# Tint Enforcement Opinion



## 2011CVPI (Jun 22, 2016)

I am new here but that's no excuse for my ignorance. So this is really just to bust my curiosity and your opinion on this matter. I know it will be different for everyone again it's just to hear a police officer's opinion.
First off I know the legal limit is 35% on all Windows except windshield only a 35% AS1 Line or 6" stripe is allowed from the top.
With that out of the way when it comes to window tint if you see a car with illegal Tint in the back but legal tints on the front with the driver clearly visible would you pull them over immediately and cite them for their illegal back tint or would you take your time to study/investigate the driver and try to see if they look suspicious, check their plates etc.

I know I'll probably get flamed for this but I expect it. My car has 35% (Shop put 45% due to factory tint and said a tint meter should read around the legal limit) so my front windows look lighter than the legal in other words you can see pretty much through on a sunny day. My back windows... are illegal 20% dark. I've had it for a few months now and have not been bothered for it. I've driven by many officers and they seem to never even look my way BUT when I do get stopped for it (which will happen one day) I will NOT argue with the officer or plead ignorance (like most do with tint) I will accept the citation and put the tint to the legal limit. My reason for dark back tint is irrelevant (and dumb).


----------

# [Tasks to carry out]
[1] Translate this sentence from the forum post on tint enforcement into Spanish: "My reason for dark back tint is irrelevant (and dumb)."
[2] Write out the stretch of the tint enforcement post from "## 2011CVPI (Jun" through "from the top.", word for word.
The items that follow have no connection to the forum post.

# [Material provided]
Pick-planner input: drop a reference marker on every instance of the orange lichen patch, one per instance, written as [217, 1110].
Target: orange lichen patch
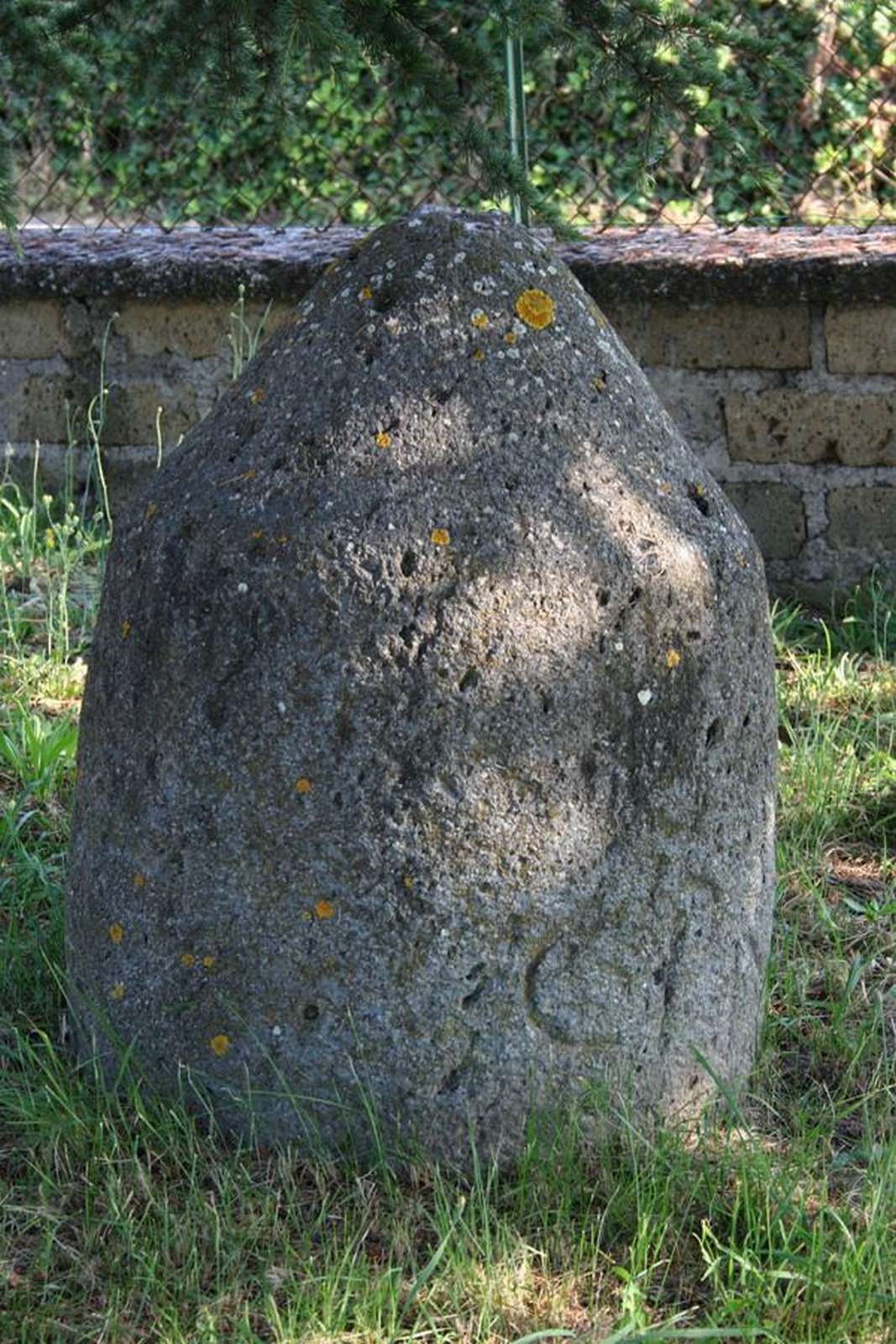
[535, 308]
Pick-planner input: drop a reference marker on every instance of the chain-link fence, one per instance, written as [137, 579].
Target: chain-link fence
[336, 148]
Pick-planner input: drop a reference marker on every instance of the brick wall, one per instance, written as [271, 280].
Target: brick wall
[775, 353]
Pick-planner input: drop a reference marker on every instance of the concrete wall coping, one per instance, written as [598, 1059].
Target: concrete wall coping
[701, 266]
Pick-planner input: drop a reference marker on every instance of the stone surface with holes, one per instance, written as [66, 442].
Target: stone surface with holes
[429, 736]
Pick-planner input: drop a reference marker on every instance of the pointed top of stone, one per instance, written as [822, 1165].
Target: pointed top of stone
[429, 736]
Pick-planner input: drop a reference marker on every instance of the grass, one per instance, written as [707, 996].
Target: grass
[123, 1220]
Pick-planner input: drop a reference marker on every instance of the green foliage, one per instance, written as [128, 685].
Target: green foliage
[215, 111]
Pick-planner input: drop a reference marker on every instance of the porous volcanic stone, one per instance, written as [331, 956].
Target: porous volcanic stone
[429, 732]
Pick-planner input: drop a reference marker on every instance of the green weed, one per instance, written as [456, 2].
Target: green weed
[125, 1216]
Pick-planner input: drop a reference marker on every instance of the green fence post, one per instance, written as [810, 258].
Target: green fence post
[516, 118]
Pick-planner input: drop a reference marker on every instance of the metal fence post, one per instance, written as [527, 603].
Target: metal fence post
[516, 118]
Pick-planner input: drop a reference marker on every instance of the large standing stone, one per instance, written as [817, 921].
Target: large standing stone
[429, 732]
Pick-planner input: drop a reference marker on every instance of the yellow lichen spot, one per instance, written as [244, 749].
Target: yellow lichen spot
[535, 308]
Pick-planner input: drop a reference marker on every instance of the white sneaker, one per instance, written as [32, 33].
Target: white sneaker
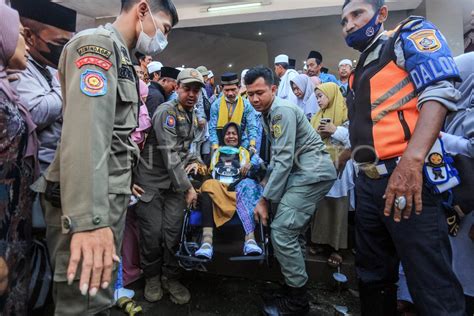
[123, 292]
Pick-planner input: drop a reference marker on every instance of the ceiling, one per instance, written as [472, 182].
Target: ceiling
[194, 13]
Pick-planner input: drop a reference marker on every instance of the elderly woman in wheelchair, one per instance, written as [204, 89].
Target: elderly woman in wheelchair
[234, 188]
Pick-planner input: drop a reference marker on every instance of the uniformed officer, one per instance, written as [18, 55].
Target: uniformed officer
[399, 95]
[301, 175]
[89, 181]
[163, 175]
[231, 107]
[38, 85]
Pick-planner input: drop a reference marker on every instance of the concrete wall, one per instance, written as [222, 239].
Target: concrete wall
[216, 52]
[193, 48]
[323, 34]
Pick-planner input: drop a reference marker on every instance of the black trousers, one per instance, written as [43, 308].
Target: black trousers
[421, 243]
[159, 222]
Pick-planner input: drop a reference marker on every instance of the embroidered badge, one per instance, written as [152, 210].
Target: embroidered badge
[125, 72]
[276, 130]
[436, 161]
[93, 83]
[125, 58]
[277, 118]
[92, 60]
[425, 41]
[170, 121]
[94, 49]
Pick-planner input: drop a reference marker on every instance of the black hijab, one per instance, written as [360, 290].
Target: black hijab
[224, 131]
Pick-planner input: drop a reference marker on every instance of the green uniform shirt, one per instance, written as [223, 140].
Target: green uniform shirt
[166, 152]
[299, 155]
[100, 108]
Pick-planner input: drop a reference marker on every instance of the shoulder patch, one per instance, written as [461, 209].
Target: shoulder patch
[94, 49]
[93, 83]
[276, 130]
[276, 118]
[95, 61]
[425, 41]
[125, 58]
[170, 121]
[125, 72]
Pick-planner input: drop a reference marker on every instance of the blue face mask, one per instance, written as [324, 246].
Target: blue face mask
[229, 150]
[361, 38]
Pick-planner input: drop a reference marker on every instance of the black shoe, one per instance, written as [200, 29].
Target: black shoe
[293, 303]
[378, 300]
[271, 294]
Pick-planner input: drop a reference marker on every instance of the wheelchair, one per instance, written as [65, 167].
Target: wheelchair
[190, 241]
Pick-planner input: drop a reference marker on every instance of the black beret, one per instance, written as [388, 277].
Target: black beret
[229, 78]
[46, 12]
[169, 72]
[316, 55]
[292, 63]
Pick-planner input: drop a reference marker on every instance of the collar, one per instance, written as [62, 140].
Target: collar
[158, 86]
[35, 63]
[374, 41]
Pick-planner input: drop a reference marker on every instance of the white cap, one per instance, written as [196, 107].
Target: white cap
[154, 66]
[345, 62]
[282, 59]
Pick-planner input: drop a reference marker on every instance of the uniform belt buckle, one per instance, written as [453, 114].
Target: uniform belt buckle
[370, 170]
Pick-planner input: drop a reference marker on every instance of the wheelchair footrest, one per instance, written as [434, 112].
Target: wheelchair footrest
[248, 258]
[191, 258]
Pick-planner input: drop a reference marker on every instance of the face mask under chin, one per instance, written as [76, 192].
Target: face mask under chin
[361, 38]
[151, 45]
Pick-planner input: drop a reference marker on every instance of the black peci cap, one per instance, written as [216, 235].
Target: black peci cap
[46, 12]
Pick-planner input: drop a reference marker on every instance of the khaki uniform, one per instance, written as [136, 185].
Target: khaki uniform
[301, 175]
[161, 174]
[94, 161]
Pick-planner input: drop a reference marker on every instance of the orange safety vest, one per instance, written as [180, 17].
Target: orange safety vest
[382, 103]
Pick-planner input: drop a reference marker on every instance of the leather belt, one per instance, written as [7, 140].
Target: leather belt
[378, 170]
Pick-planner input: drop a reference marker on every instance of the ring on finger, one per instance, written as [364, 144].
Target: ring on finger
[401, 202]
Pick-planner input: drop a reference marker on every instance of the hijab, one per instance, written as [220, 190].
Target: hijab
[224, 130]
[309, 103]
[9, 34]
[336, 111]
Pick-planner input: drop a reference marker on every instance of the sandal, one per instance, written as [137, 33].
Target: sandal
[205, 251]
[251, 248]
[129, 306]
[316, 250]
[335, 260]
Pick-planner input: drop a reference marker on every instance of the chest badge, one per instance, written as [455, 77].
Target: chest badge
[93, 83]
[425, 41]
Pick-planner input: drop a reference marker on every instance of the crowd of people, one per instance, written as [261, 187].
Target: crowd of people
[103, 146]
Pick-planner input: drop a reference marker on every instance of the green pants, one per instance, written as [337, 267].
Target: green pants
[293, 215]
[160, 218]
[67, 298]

==

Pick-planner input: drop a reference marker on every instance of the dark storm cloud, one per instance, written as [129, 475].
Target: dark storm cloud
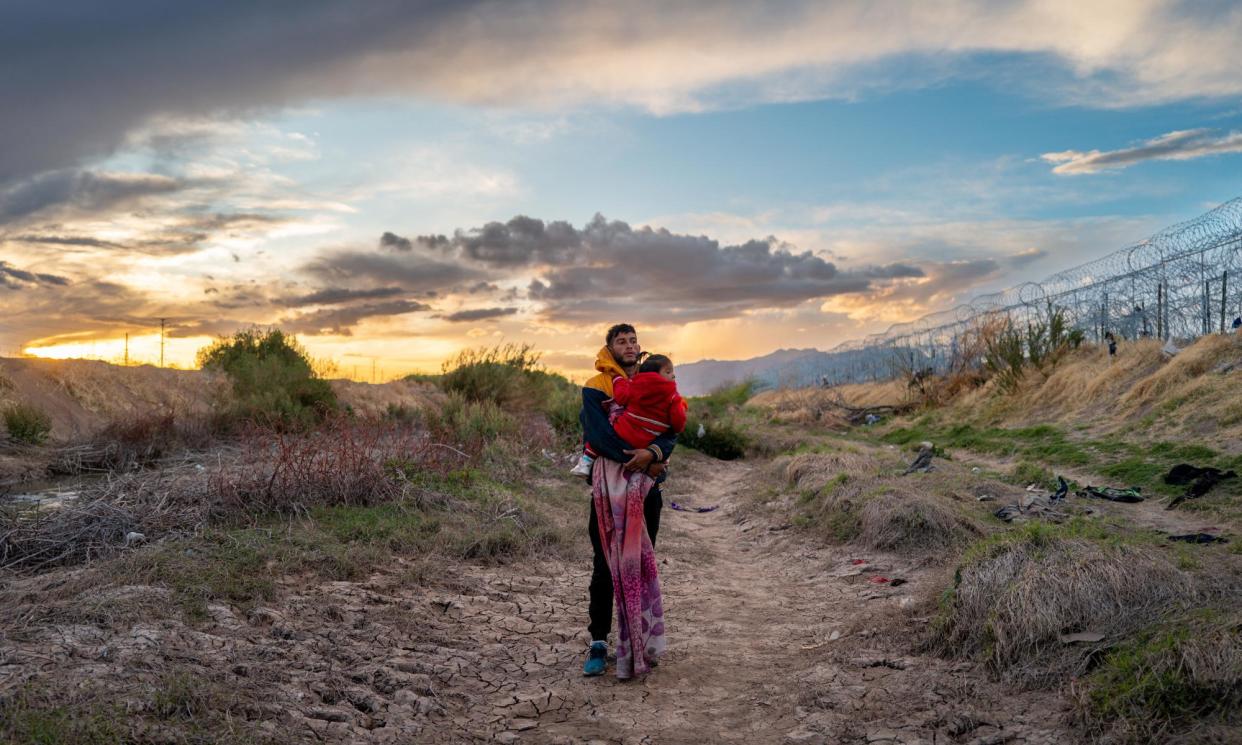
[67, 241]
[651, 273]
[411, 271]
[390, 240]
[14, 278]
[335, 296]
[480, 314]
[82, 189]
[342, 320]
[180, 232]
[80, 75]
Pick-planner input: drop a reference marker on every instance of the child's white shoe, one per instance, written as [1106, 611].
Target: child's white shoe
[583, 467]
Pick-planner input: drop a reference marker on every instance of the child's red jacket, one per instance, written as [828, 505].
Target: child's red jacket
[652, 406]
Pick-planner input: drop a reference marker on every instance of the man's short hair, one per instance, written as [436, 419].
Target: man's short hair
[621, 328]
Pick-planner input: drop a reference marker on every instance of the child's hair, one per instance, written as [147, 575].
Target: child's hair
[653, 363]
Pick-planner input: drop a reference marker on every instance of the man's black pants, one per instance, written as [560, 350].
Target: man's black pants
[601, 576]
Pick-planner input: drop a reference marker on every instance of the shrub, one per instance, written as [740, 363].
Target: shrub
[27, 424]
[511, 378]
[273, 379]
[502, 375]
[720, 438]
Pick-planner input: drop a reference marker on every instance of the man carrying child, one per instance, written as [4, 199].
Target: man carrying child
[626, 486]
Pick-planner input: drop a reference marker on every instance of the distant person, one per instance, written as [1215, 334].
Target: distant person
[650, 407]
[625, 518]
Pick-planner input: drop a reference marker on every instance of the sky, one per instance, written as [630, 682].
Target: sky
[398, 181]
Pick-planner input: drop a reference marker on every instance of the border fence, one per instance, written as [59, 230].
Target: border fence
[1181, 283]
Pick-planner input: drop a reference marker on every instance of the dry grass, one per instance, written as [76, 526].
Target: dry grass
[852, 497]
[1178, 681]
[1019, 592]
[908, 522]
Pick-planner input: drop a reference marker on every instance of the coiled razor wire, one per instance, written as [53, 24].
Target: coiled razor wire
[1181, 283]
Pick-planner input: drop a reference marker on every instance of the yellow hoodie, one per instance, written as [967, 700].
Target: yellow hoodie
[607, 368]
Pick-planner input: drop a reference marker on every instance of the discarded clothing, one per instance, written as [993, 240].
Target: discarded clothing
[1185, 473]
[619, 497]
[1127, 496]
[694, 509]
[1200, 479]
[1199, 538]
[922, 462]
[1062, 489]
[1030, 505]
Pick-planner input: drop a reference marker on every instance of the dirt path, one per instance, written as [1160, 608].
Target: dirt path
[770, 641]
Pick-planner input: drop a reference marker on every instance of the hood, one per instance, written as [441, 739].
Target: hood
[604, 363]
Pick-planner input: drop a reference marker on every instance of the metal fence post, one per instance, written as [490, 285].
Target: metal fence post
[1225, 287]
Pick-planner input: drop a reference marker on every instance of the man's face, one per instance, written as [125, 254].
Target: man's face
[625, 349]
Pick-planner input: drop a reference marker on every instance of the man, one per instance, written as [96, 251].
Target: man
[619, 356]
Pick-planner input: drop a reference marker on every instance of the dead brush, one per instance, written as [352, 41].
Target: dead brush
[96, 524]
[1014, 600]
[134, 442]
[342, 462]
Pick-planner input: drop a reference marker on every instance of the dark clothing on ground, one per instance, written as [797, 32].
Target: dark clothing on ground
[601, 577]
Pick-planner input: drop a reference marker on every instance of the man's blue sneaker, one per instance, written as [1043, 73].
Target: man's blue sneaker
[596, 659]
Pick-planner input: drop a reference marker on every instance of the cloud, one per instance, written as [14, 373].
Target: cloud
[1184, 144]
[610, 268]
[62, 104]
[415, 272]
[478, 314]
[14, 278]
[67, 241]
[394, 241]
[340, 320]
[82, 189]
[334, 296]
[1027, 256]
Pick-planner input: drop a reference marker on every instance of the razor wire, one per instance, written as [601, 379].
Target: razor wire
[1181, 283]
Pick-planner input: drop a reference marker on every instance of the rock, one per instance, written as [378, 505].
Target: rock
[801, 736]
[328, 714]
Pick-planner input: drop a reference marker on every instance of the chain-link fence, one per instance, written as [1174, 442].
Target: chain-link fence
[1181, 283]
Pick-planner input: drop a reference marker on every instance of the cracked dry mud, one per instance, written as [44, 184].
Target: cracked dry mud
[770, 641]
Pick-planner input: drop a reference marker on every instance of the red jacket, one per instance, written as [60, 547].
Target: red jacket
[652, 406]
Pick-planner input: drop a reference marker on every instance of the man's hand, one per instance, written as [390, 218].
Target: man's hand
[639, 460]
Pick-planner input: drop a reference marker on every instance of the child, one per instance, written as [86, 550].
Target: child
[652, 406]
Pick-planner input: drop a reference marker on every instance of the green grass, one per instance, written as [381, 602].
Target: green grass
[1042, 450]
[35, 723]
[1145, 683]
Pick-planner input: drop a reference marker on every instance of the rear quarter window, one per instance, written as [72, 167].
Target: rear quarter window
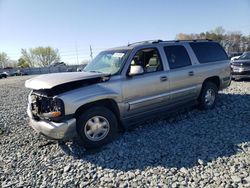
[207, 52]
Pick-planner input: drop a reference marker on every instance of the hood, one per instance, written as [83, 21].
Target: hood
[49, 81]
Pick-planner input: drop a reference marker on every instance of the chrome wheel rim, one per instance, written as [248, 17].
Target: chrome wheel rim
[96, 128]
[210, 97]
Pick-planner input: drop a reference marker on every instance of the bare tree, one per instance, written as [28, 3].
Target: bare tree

---

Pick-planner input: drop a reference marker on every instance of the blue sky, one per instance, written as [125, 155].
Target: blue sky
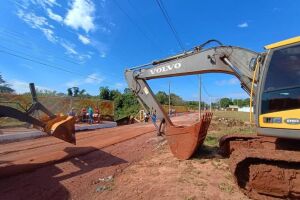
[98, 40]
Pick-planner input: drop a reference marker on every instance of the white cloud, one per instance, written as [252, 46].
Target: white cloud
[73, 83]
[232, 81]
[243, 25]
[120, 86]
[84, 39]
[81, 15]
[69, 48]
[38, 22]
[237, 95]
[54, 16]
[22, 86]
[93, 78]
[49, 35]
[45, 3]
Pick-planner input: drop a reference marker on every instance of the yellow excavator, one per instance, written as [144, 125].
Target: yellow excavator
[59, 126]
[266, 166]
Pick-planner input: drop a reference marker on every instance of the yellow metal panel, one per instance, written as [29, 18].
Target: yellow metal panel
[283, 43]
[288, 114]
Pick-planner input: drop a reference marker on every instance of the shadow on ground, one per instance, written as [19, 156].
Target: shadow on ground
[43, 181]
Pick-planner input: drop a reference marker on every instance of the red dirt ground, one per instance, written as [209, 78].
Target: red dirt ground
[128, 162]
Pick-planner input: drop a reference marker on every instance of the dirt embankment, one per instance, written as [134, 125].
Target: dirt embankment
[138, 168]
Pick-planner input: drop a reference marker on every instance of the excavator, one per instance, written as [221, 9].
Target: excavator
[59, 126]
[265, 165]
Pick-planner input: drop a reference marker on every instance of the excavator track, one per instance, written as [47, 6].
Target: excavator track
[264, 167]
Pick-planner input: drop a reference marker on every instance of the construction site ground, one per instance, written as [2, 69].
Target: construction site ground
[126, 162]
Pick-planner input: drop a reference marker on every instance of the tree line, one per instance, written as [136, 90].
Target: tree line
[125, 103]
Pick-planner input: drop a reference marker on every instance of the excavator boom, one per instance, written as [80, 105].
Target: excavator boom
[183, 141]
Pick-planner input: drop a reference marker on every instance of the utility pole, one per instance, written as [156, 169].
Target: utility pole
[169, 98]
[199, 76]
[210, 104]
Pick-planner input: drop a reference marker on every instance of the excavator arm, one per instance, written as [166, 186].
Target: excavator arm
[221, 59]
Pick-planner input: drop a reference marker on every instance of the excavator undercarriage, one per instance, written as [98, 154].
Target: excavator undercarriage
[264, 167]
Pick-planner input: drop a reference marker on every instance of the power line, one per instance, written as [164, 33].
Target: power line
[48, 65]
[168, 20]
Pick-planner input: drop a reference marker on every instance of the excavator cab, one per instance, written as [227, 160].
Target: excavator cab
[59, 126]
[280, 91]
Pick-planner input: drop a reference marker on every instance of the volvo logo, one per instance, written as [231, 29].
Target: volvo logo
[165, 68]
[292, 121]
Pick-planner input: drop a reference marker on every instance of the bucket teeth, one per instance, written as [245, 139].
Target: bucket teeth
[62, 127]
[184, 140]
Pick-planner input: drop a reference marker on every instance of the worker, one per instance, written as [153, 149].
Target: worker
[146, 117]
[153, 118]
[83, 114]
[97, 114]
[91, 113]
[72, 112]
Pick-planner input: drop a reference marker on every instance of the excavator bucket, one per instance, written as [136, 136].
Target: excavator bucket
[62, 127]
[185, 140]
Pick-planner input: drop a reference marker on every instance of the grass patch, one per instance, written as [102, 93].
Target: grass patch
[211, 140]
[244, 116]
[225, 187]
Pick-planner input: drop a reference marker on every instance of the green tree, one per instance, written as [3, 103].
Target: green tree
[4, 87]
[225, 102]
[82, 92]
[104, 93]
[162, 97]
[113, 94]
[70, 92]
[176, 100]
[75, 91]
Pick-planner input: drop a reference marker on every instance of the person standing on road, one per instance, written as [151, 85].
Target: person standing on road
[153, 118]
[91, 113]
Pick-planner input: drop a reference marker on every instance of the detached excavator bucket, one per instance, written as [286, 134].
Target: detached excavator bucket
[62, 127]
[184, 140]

# [Expected responses]
[1] Mi motivo para tener el polarizado trasero oscuro es irrelevante (y tonto).

[2]
## 2011CVPI (Jun 22, 2016)

I am new here but that's no excuse for my ignorance. So this is really just to bust my curiosity and your opinion on this matter. I know it will be different for everyone again it's just to hear a police officer's opinion.
First off I know the legal limit is 35% on all Windows except windshield only a 35% AS1 Line or 6" stripe is allowed from the top.